Problem description →
The material below holds the lines to copy: from the one with "[locate] the blue sky" up to and including the one with "[locate] the white column". Copy them exactly and skip the pictures.

Supplied data →
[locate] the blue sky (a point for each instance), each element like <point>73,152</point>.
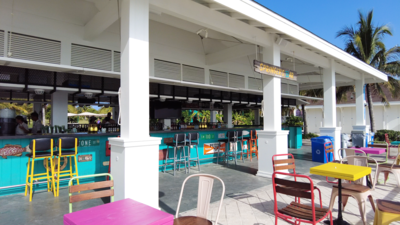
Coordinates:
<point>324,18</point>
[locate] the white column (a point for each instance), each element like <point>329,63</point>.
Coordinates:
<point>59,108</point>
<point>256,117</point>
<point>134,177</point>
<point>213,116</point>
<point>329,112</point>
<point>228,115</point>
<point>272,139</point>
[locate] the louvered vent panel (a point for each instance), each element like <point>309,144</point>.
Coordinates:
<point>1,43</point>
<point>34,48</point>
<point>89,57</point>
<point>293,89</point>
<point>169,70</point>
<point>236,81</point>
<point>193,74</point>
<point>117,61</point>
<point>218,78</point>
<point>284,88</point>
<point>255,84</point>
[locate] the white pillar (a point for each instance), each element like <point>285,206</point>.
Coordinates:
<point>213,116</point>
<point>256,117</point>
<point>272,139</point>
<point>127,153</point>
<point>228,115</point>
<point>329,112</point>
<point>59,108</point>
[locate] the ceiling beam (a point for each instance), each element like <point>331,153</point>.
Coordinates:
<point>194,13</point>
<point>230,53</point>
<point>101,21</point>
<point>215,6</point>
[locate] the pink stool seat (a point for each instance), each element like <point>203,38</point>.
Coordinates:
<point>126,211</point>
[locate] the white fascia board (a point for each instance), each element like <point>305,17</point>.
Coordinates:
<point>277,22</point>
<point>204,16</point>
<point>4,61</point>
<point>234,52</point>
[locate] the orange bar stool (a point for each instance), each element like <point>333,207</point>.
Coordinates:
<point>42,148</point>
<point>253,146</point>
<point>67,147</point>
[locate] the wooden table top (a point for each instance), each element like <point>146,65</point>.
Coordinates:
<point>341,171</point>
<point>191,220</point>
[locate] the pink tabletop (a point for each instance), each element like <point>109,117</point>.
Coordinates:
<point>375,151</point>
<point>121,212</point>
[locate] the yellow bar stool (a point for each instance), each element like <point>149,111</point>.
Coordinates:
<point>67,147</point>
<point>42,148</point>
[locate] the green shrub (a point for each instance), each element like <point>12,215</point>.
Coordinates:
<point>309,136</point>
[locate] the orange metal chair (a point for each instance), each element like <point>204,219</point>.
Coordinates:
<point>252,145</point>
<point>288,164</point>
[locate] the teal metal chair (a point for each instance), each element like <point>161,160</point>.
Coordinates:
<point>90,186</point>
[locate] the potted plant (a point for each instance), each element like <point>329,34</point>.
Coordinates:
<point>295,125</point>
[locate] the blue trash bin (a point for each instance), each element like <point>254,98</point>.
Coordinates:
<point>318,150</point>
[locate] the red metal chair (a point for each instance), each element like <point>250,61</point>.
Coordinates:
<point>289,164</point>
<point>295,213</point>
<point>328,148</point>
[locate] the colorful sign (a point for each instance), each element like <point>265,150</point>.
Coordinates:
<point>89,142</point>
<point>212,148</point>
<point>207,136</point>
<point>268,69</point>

--

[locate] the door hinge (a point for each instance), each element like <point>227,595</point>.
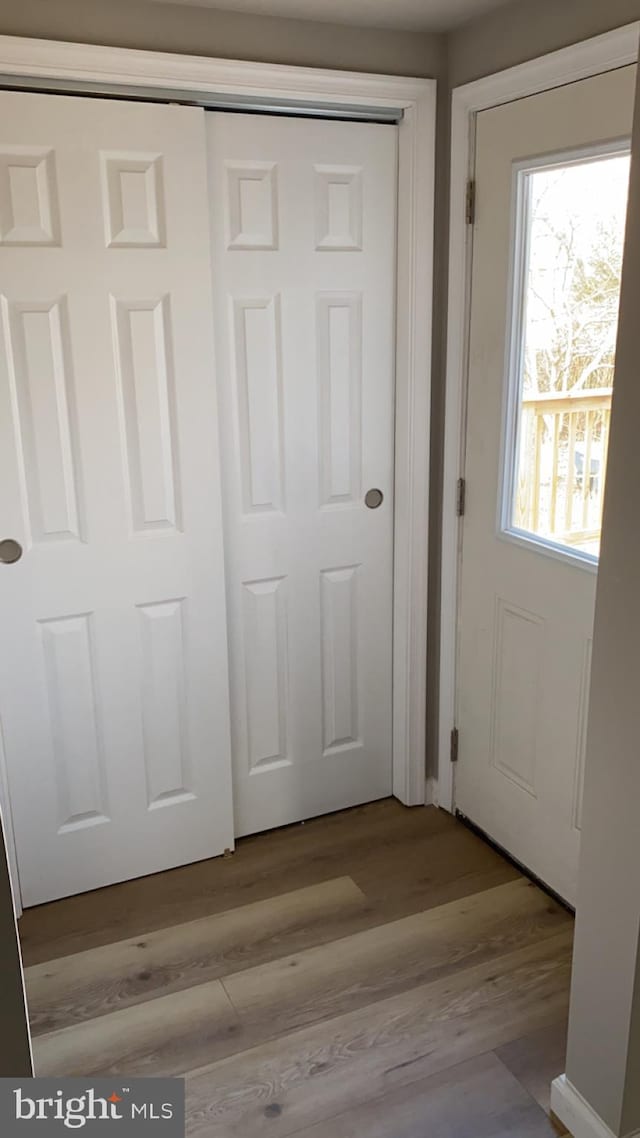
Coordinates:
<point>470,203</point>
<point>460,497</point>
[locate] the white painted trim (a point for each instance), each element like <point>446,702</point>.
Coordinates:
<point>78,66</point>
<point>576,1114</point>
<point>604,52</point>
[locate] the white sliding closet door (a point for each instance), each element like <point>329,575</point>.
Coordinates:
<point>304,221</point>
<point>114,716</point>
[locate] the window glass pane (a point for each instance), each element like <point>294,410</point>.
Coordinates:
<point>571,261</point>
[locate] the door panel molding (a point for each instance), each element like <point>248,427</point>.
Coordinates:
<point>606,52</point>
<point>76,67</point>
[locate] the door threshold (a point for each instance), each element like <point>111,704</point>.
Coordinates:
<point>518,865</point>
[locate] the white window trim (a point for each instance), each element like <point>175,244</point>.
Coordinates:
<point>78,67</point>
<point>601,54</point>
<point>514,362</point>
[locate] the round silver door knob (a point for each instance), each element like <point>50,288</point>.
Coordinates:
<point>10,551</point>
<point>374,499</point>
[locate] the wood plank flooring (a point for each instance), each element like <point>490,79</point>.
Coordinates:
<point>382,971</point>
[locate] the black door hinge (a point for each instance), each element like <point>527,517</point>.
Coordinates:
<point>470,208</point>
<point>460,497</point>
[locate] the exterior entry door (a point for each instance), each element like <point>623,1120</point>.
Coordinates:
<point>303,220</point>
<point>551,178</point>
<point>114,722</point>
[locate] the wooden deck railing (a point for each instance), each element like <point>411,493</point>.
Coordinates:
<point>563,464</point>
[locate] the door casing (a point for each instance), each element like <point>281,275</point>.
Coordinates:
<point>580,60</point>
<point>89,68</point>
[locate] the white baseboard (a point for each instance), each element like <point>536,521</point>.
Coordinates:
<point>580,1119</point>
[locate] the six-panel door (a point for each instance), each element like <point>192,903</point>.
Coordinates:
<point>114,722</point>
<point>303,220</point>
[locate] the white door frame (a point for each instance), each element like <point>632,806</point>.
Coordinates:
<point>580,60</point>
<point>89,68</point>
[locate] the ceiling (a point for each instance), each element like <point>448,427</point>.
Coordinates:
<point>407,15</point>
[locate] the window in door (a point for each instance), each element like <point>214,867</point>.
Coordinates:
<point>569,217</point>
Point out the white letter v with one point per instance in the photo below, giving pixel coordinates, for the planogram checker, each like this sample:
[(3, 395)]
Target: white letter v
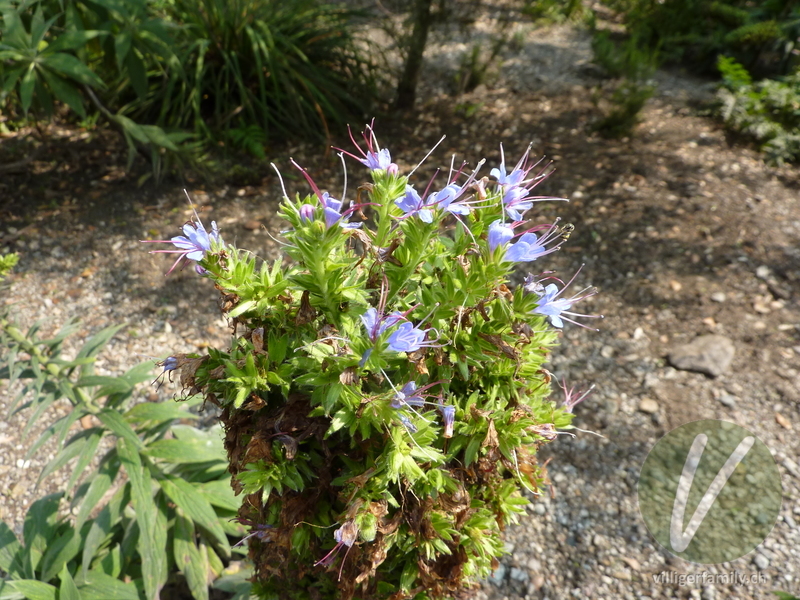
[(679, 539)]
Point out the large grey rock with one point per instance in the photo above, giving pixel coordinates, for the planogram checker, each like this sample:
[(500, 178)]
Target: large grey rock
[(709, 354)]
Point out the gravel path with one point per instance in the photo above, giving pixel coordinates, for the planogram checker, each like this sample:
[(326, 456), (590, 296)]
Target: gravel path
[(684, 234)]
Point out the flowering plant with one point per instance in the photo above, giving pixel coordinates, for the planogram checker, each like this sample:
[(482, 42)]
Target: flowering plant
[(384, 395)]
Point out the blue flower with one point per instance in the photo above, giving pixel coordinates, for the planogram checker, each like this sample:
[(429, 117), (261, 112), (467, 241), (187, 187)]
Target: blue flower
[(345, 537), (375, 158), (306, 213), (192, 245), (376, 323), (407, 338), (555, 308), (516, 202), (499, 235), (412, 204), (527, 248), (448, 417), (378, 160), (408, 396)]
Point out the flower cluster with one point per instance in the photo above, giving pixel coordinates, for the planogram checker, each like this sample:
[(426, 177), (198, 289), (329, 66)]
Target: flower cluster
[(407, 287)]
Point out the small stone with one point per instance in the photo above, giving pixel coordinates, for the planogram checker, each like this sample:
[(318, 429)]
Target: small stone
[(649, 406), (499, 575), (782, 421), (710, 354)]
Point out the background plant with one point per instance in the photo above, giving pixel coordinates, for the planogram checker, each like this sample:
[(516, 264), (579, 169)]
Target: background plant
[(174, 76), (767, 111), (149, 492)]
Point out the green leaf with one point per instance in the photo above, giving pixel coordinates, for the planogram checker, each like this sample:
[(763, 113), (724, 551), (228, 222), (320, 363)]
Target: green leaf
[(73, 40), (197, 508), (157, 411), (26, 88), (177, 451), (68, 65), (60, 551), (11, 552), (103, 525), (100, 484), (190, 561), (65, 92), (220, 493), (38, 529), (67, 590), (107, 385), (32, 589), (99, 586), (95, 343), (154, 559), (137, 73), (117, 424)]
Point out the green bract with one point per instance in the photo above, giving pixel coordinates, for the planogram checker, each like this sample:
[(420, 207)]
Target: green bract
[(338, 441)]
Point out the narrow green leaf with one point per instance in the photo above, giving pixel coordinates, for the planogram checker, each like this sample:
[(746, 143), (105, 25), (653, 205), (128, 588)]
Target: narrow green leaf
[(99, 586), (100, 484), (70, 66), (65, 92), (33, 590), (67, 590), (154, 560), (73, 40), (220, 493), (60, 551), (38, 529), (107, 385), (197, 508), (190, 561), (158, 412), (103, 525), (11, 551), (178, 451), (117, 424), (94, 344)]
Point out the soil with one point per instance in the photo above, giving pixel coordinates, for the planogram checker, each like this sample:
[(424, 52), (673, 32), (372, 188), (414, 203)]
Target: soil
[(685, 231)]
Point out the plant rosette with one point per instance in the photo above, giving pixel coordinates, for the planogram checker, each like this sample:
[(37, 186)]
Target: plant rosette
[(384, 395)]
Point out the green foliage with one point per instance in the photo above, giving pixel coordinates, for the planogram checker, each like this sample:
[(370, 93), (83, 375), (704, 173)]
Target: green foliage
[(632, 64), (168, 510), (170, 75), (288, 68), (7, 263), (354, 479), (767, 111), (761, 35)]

---

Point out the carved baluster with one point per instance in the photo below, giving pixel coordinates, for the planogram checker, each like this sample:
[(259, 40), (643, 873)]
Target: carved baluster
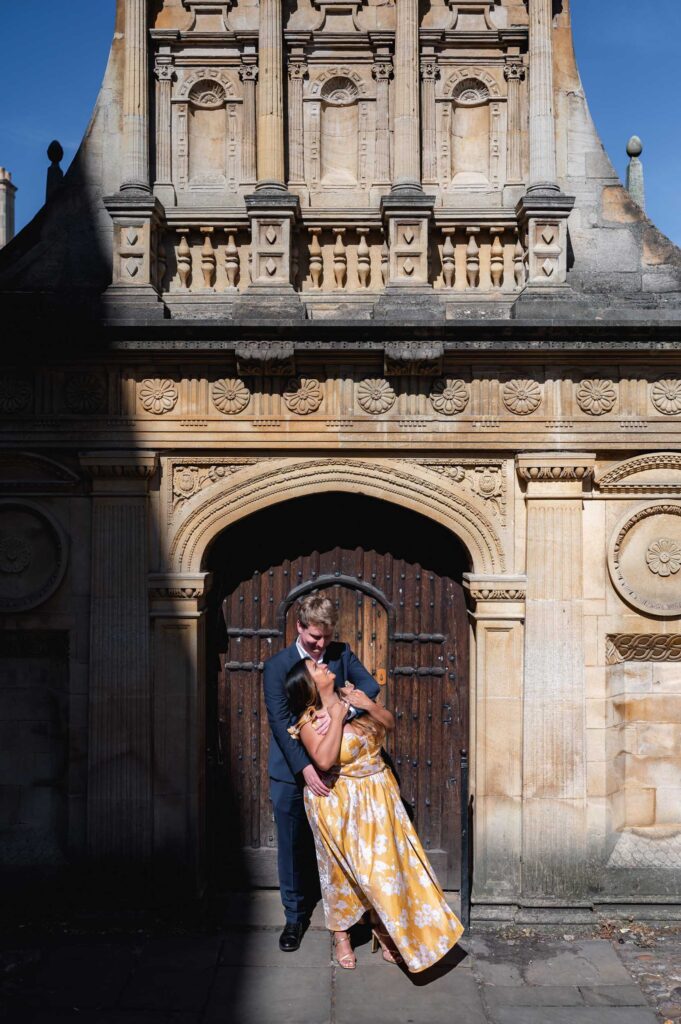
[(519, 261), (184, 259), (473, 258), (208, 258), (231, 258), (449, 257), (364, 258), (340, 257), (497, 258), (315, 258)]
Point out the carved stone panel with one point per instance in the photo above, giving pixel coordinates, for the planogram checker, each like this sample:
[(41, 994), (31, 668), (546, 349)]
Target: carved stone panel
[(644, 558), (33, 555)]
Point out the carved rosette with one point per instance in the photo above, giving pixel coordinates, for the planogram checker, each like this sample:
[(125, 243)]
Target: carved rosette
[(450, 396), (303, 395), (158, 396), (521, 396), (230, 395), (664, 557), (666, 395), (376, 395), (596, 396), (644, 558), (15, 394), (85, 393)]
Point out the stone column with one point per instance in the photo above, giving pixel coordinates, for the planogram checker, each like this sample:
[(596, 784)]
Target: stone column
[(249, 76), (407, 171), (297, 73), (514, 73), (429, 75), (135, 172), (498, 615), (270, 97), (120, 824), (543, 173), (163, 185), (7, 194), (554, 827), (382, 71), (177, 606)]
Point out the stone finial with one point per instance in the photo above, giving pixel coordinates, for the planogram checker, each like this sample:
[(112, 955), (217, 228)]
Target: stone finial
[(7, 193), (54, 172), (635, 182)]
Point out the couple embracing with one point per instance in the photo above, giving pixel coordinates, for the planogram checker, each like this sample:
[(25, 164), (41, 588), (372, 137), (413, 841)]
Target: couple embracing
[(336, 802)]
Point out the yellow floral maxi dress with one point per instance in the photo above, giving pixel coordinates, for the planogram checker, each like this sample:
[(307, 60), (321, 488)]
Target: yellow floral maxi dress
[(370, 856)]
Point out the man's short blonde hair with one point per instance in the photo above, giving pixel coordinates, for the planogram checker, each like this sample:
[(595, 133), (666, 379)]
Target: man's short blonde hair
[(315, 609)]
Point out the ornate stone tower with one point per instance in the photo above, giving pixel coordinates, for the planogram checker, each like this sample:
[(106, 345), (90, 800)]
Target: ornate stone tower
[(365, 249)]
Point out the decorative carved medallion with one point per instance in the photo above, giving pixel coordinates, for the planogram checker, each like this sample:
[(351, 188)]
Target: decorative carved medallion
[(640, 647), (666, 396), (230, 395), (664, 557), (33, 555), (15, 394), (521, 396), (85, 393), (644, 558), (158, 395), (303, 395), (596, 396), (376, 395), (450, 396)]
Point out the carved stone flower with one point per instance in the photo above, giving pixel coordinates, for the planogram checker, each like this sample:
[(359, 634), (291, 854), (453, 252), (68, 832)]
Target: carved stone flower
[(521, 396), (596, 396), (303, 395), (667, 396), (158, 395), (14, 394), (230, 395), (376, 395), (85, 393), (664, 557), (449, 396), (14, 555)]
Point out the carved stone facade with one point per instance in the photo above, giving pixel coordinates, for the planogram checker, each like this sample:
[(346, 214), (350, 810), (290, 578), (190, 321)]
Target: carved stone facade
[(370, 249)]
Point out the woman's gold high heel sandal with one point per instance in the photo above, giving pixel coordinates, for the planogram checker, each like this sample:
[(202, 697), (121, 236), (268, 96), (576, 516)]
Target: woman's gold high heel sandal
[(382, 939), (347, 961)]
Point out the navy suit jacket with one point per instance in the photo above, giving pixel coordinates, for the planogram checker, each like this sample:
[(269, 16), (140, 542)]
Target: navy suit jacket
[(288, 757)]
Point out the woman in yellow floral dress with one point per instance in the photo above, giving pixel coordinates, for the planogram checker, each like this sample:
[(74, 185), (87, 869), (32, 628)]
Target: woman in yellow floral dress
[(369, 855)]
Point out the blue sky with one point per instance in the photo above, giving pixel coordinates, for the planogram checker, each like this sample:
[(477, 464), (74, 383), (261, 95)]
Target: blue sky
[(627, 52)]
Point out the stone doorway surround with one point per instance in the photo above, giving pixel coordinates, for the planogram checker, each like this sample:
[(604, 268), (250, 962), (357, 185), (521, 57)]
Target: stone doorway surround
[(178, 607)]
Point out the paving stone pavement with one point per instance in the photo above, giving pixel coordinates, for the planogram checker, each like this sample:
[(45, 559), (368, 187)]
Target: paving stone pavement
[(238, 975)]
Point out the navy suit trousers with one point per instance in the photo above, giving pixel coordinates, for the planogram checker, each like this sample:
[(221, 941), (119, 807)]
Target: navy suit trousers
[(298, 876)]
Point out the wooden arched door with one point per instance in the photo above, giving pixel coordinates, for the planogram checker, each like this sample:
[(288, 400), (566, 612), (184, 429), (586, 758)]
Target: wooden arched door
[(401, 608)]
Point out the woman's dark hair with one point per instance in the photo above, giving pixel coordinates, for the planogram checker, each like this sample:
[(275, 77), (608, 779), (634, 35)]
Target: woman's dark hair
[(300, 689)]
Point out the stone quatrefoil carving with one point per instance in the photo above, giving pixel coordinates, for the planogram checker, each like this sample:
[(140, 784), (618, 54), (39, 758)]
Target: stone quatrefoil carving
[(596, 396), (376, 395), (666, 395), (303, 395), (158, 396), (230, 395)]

Your solution →
[locate] the blue sky (a point for each instance), each element like <point>73,152</point>.
Coordinates:
<point>324,18</point>
[locate] the white column (a point for each instance), each element like <point>329,63</point>.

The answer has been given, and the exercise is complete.